### What to work on
**a.** Answer these questions from the network troubleshooting text, one answer per line, marked (i), (ii), and (iii):
(i) In what mode may a switch operate to essentially eliminate the performance drops caused by multiple collisions?
(ii) Obtaining a DHCP address demonstrates the viability of which parts of the network?
(iii) If pings to both external and internal servers succeed but the client is not receiving those services, where does the problem lie?
**b.** Summarize the network troubleshooting text in two sentences.
**c.** Write the next part of the network troubleshooting text, picking up after its final sentence.

### Text segment
^^^^^^^^
While the existence of collisions is a normal part of half duplex Ethernet operation, when the number of collisions begins to rise due to increasing traffic, the traffic volume will begin to rise at an increasing level because of the re-transmissions required.
The network will display a performance curve that suddenly “falls off a cliff” as the number of frames sent, collisions, and re-transmitted packets spirals upward at a rapidly-increasing rate.
Be reminded, however, that if connected to a single switch port (not shared media) the only traffic seen may be broadcast frames, which can be very intermittent on low traffic networks.
A switch may operate in full duplex mode, essentially eliminating the shared Ethernet performance drops caused by multiple collisions.
If a link can be established and utilization is reasonable, the user may then press the button corresponding to the ping test to obtain an IP address from the network’s DHCP server.
The failure of either a client’s or the troubleshooting tool’s automatic DHCP configuration could point to a problem with the DHCP relay system.
The process of obtaining a DHCP address demonstrates the viability of the local cable, the local hub or switch port, and the network infrastructure all the way back to the DHCP server. In one simple operation, therefore, most of the nearby network infrastructure has been validated up through Layer 3.
The simple success of a ping indicates that end-to-end Layer 3 connectivity exists between the two devices. The total roundtrip travel time for the request is easily compared to known values to provide a helpful diagnostic for more detailed analysis, if deeper analysis is required.
It is useful to send a series of pings to give the destination multiple opportunities to respond.
Servers outside the enterprise network may also be used as the target for pinging to verify WAN interconnectivity from the client station and local site to a remote site.
If servers within the firewall respond to ping, but those outside the firewall do not, then the source of the problem may be with routers or other aspects of the network boundary infrastructure.
If pings are successful to both external and internal servers, but the client is not receiving those services, it indicates that the problem lies at a level beyond the physical transport.
^^^^^^^^
### Entries supplied
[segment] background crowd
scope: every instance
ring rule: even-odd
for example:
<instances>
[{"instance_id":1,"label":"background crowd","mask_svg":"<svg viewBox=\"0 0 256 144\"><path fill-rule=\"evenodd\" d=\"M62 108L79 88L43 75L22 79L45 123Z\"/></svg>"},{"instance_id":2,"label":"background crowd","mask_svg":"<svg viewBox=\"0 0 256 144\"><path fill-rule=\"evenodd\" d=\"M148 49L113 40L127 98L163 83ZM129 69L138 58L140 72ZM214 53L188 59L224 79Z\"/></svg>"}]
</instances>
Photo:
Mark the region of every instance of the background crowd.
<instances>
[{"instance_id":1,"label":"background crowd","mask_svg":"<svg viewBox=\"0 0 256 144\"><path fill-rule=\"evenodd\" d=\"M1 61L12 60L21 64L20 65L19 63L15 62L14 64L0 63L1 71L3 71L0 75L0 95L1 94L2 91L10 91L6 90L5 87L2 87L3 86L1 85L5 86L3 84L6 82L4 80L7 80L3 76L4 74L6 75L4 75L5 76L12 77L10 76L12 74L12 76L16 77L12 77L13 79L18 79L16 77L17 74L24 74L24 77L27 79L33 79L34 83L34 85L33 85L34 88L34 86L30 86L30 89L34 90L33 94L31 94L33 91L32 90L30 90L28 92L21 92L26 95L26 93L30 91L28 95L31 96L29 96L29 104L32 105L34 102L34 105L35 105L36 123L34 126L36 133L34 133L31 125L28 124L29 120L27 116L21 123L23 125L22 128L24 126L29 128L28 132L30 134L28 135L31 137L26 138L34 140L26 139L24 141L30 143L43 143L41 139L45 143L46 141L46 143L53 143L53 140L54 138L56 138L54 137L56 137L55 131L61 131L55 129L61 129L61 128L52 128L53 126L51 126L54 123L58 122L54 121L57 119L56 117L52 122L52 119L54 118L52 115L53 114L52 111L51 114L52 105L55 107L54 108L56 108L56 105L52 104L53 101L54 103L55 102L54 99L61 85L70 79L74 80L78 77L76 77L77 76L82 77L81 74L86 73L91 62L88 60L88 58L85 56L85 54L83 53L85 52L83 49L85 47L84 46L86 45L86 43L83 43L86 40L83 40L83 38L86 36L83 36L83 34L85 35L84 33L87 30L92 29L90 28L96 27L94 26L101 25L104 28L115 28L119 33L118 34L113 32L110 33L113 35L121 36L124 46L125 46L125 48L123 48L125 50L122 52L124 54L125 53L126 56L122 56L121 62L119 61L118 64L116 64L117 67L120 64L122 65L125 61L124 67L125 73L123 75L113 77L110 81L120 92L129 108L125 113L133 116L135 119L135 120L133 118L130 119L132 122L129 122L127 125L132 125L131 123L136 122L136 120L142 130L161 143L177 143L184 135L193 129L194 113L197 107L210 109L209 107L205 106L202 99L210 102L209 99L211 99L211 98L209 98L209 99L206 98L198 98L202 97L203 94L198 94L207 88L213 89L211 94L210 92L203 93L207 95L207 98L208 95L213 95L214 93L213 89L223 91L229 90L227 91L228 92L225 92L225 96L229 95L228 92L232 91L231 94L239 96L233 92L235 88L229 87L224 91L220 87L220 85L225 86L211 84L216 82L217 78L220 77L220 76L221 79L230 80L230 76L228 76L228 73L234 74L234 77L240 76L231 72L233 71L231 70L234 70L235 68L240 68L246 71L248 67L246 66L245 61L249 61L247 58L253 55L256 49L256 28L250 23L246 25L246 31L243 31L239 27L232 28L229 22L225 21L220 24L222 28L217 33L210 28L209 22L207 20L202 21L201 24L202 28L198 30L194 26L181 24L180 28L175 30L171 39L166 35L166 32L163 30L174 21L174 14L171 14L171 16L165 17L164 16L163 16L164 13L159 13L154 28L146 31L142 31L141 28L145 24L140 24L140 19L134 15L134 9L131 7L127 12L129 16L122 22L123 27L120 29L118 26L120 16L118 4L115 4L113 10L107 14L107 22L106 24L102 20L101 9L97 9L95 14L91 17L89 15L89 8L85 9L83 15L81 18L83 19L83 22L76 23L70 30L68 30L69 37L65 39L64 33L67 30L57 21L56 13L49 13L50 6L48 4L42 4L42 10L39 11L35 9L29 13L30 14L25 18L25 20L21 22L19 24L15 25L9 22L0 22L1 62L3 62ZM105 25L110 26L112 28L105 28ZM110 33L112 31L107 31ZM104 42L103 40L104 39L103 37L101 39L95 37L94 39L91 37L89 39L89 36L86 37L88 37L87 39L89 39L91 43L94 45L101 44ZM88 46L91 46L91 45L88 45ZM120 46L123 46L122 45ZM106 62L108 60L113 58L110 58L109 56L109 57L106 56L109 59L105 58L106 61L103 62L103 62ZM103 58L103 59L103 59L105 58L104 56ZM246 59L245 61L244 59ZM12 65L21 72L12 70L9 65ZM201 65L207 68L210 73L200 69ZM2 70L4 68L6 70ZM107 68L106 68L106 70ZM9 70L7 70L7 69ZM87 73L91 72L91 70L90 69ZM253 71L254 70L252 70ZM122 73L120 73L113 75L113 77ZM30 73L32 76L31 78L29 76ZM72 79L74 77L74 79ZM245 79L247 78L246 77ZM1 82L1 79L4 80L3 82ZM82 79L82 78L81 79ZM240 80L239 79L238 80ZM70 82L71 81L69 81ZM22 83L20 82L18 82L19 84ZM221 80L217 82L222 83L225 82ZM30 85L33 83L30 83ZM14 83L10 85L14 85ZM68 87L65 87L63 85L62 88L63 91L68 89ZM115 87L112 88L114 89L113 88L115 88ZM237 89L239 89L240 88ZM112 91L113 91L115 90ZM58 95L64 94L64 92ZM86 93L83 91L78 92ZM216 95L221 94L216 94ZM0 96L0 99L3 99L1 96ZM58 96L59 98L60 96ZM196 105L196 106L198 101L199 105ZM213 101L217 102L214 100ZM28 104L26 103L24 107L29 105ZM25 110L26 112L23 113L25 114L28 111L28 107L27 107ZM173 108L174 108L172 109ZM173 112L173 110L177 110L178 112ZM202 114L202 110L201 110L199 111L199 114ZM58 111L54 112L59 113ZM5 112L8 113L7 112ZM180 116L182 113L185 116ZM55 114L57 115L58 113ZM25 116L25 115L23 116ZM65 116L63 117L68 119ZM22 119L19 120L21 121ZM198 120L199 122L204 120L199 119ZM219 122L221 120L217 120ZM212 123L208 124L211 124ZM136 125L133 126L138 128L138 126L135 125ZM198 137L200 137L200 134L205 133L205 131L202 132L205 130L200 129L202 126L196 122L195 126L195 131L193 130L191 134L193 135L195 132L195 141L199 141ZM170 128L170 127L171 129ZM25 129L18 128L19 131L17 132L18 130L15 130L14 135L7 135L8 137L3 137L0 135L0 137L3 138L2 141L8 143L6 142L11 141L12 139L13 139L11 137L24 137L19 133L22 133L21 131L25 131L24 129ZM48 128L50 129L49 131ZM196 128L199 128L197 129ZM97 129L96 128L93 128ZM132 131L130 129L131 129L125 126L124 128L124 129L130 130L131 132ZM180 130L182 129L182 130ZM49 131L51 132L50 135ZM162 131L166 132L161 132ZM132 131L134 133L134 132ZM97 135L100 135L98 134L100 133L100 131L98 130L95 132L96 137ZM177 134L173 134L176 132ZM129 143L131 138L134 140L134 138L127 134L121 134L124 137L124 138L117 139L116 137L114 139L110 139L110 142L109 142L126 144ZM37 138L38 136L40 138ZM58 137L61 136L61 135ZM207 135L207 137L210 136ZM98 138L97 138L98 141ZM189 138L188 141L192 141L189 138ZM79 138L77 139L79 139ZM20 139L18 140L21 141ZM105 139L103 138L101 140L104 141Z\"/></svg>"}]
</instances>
^^^^^^^^
### Answers by item
**a.**
(i) Full duplex mode.
(ii) The local cable, the local hub or switch port, and the network infrastructure all the way back to the DHCP server.
(iii) At a level beyond the physical transport.

**b.** Collisions are normal in half duplex Ethernet, but rising traffic drives re-transmissions that can make performance fall off sharply, which a switch in full duplex mode essentially eliminates. Obtaining a DHCP address validates the nearby infrastructure up through Layer 3, and pinging internal and external servers helps locate the problem, whether at the network boundary or at a level beyond the physical transport.

**c.**
If these instant tests are unsuccessful or inconclusive, then it is time to look at the network cabling. If the cable tests are successful but the problem continues, then the call should be escalated to a senior level network technician for resolution.
The next step is to trace the cable into the wiring closet and the local hub or switch. This can be simplified by using a tone probe feature for audible tracing, as well as a flash function for locating port links.
If the hub or switch port test is good, then the workstation might be the source of the problem. This can be verified by testing for the presence of link and the speed and duplex settings offered by the NIC.
Remediation procedures at this point can include rebooting and retesting of the link, network and protocol reconfiguration, and address verification.
If all components are in place and properly configured, and the workstation still does not show proper network and application connectivity, it is time to escalate the problem beyond the field technician level.
While troubleshooting can be a complex chore, understanding the root of a problem before escalating it to a more senior level can be instrumental in reducing workload and saving costs.
If a technician can quickly isolate the problem, he or she can then determine next steps and make the decision as to whether it can be resolved at the department or group level. All it really takes is solid groundwork.
Ron Groulx is a product specialist with Fluke Networks Canada. A member of the IEEE, he has been involved in the field of networking since 1997.